-------- Dataset extract
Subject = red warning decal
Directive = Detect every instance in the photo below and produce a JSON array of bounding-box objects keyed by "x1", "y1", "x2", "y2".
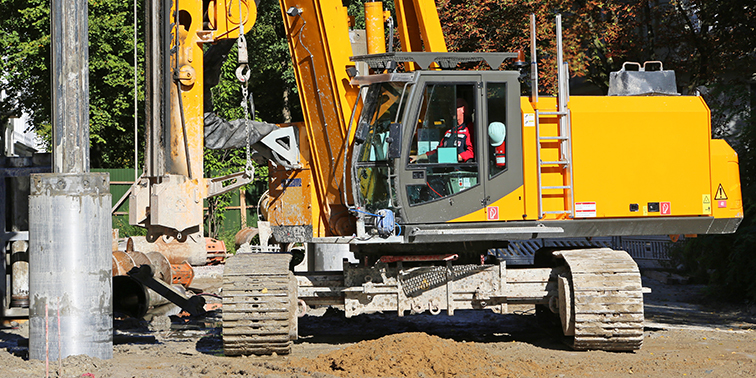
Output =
[
  {"x1": 487, "y1": 206, "x2": 499, "y2": 221},
  {"x1": 575, "y1": 202, "x2": 597, "y2": 218},
  {"x1": 661, "y1": 202, "x2": 671, "y2": 215}
]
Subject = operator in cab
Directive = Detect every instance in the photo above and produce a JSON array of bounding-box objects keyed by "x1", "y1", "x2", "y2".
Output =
[{"x1": 410, "y1": 98, "x2": 474, "y2": 163}]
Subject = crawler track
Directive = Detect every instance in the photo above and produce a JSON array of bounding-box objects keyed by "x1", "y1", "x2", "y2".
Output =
[
  {"x1": 222, "y1": 253, "x2": 297, "y2": 356},
  {"x1": 556, "y1": 249, "x2": 644, "y2": 351}
]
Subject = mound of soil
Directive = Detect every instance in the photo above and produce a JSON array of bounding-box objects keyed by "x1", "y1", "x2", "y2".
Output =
[{"x1": 290, "y1": 332, "x2": 525, "y2": 377}]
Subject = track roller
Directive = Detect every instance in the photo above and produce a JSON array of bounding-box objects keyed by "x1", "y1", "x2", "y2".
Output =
[
  {"x1": 222, "y1": 253, "x2": 297, "y2": 356},
  {"x1": 554, "y1": 248, "x2": 645, "y2": 351}
]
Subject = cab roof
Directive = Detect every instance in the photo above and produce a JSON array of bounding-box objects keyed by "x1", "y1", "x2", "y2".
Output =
[{"x1": 350, "y1": 52, "x2": 518, "y2": 71}]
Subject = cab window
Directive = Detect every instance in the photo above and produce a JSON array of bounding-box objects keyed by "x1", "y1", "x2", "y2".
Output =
[
  {"x1": 357, "y1": 82, "x2": 411, "y2": 163},
  {"x1": 406, "y1": 83, "x2": 479, "y2": 206},
  {"x1": 487, "y1": 82, "x2": 508, "y2": 178},
  {"x1": 354, "y1": 82, "x2": 411, "y2": 213}
]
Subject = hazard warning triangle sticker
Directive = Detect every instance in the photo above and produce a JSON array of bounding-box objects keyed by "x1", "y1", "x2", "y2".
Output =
[{"x1": 715, "y1": 184, "x2": 728, "y2": 200}]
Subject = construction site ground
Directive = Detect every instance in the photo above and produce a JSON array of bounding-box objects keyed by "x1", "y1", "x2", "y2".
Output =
[{"x1": 1, "y1": 265, "x2": 755, "y2": 378}]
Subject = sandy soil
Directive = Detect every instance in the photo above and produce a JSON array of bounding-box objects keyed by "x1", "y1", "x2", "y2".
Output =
[{"x1": 1, "y1": 270, "x2": 755, "y2": 378}]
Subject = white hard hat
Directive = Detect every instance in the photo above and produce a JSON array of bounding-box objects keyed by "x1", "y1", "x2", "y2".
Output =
[{"x1": 488, "y1": 122, "x2": 506, "y2": 146}]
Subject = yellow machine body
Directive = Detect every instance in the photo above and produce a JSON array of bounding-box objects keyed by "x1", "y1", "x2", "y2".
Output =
[
  {"x1": 450, "y1": 96, "x2": 742, "y2": 225},
  {"x1": 542, "y1": 95, "x2": 741, "y2": 220},
  {"x1": 267, "y1": 1, "x2": 741, "y2": 240},
  {"x1": 565, "y1": 96, "x2": 740, "y2": 220}
]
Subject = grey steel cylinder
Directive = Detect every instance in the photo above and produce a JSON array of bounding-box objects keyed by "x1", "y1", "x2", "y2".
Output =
[
  {"x1": 51, "y1": 0, "x2": 89, "y2": 174},
  {"x1": 310, "y1": 243, "x2": 358, "y2": 271},
  {"x1": 10, "y1": 241, "x2": 29, "y2": 308},
  {"x1": 29, "y1": 173, "x2": 112, "y2": 360}
]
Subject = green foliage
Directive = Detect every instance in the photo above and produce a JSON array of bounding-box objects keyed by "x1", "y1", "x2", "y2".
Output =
[
  {"x1": 216, "y1": 228, "x2": 240, "y2": 256},
  {"x1": 652, "y1": 0, "x2": 756, "y2": 93},
  {"x1": 0, "y1": 0, "x2": 145, "y2": 168},
  {"x1": 669, "y1": 107, "x2": 756, "y2": 302},
  {"x1": 88, "y1": 0, "x2": 145, "y2": 168},
  {"x1": 215, "y1": 0, "x2": 302, "y2": 123},
  {"x1": 1, "y1": 0, "x2": 51, "y2": 134},
  {"x1": 438, "y1": 0, "x2": 649, "y2": 94},
  {"x1": 203, "y1": 147, "x2": 268, "y2": 239},
  {"x1": 658, "y1": 2, "x2": 756, "y2": 302},
  {"x1": 113, "y1": 215, "x2": 147, "y2": 238},
  {"x1": 345, "y1": 0, "x2": 396, "y2": 30}
]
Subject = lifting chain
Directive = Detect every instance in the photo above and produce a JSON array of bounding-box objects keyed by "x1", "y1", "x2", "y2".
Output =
[{"x1": 234, "y1": 0, "x2": 254, "y2": 178}]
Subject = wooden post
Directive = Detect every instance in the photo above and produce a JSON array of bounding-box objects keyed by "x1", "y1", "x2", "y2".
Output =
[{"x1": 240, "y1": 188, "x2": 247, "y2": 227}]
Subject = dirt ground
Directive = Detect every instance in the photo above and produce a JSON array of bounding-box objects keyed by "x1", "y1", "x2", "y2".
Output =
[{"x1": 1, "y1": 267, "x2": 755, "y2": 378}]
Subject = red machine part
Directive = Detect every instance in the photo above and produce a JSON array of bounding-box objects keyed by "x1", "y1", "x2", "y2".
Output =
[
  {"x1": 170, "y1": 261, "x2": 195, "y2": 288},
  {"x1": 206, "y1": 237, "x2": 228, "y2": 265}
]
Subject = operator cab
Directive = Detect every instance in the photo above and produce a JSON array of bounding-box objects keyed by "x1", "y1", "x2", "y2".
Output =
[{"x1": 350, "y1": 53, "x2": 524, "y2": 239}]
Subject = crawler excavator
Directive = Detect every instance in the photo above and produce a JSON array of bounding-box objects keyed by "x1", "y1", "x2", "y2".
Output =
[{"x1": 128, "y1": 0, "x2": 742, "y2": 354}]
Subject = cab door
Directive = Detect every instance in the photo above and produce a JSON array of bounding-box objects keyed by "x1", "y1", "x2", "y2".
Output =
[
  {"x1": 479, "y1": 72, "x2": 525, "y2": 220},
  {"x1": 397, "y1": 73, "x2": 485, "y2": 224}
]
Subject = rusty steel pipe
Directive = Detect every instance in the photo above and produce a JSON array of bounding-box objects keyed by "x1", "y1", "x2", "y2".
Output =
[
  {"x1": 127, "y1": 250, "x2": 152, "y2": 271},
  {"x1": 112, "y1": 249, "x2": 196, "y2": 317},
  {"x1": 10, "y1": 241, "x2": 29, "y2": 308},
  {"x1": 234, "y1": 227, "x2": 259, "y2": 249},
  {"x1": 145, "y1": 251, "x2": 171, "y2": 283},
  {"x1": 126, "y1": 235, "x2": 206, "y2": 265},
  {"x1": 112, "y1": 250, "x2": 194, "y2": 286},
  {"x1": 112, "y1": 251, "x2": 135, "y2": 276},
  {"x1": 112, "y1": 275, "x2": 148, "y2": 318},
  {"x1": 124, "y1": 251, "x2": 171, "y2": 308}
]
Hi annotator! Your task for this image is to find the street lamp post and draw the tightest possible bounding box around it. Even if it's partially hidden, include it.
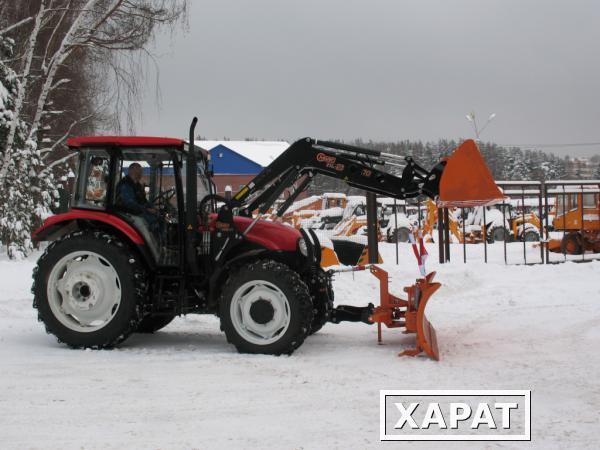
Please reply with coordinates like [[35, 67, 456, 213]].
[[466, 111, 496, 140]]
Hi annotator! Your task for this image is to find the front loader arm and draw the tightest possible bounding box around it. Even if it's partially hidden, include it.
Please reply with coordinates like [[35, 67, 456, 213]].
[[232, 138, 446, 215]]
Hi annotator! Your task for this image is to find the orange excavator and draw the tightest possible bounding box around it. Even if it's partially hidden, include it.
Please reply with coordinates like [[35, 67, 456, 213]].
[[548, 188, 600, 254]]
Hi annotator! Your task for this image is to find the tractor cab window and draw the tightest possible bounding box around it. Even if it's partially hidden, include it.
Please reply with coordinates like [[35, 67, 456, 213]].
[[74, 150, 110, 209], [116, 148, 182, 266], [117, 149, 180, 222]]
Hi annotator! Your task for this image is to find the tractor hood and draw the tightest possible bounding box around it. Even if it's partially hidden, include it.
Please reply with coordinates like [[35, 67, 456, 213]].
[[211, 215, 302, 252]]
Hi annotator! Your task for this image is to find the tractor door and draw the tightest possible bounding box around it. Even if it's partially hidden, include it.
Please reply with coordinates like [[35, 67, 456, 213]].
[[115, 148, 184, 266]]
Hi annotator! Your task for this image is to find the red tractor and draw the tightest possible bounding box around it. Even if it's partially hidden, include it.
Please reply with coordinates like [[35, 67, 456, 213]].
[[32, 119, 502, 355]]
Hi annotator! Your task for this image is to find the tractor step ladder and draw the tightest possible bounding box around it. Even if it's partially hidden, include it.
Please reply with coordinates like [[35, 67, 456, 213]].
[[368, 266, 441, 360]]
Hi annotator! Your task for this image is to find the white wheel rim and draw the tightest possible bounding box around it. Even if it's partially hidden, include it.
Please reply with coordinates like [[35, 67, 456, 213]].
[[47, 251, 122, 333], [230, 280, 291, 346]]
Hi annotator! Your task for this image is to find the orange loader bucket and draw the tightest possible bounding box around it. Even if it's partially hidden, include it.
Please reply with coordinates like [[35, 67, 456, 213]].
[[437, 139, 505, 208]]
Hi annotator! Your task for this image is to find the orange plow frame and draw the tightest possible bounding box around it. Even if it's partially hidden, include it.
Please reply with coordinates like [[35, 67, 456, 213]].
[[368, 266, 441, 360]]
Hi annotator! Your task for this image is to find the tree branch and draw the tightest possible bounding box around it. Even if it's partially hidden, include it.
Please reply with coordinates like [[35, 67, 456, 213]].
[[0, 16, 34, 36]]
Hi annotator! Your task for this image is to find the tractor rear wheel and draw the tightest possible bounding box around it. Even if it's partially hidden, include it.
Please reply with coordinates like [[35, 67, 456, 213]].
[[32, 231, 147, 349], [136, 314, 176, 333], [561, 233, 582, 255], [220, 260, 313, 355]]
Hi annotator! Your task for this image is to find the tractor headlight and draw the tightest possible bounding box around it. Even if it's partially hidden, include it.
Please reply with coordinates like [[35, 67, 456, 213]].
[[297, 237, 308, 257]]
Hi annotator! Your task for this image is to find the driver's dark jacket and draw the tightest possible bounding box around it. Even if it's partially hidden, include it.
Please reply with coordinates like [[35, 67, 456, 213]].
[[116, 176, 150, 214]]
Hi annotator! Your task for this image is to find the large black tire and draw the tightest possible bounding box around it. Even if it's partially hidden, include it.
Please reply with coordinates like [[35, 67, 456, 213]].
[[560, 233, 583, 255], [522, 229, 540, 242], [219, 260, 313, 355], [136, 314, 176, 333], [32, 231, 147, 349], [307, 268, 334, 336], [388, 227, 410, 243], [488, 226, 510, 242]]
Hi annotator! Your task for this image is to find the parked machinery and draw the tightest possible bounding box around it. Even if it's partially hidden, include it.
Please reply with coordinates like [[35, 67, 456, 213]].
[[548, 189, 600, 254]]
----------------
# Activity
What lines above contain the string "warning"? Copy all of them.

# Exercise output
Subject = red warning decal
Subject = hazard warning triangle sticker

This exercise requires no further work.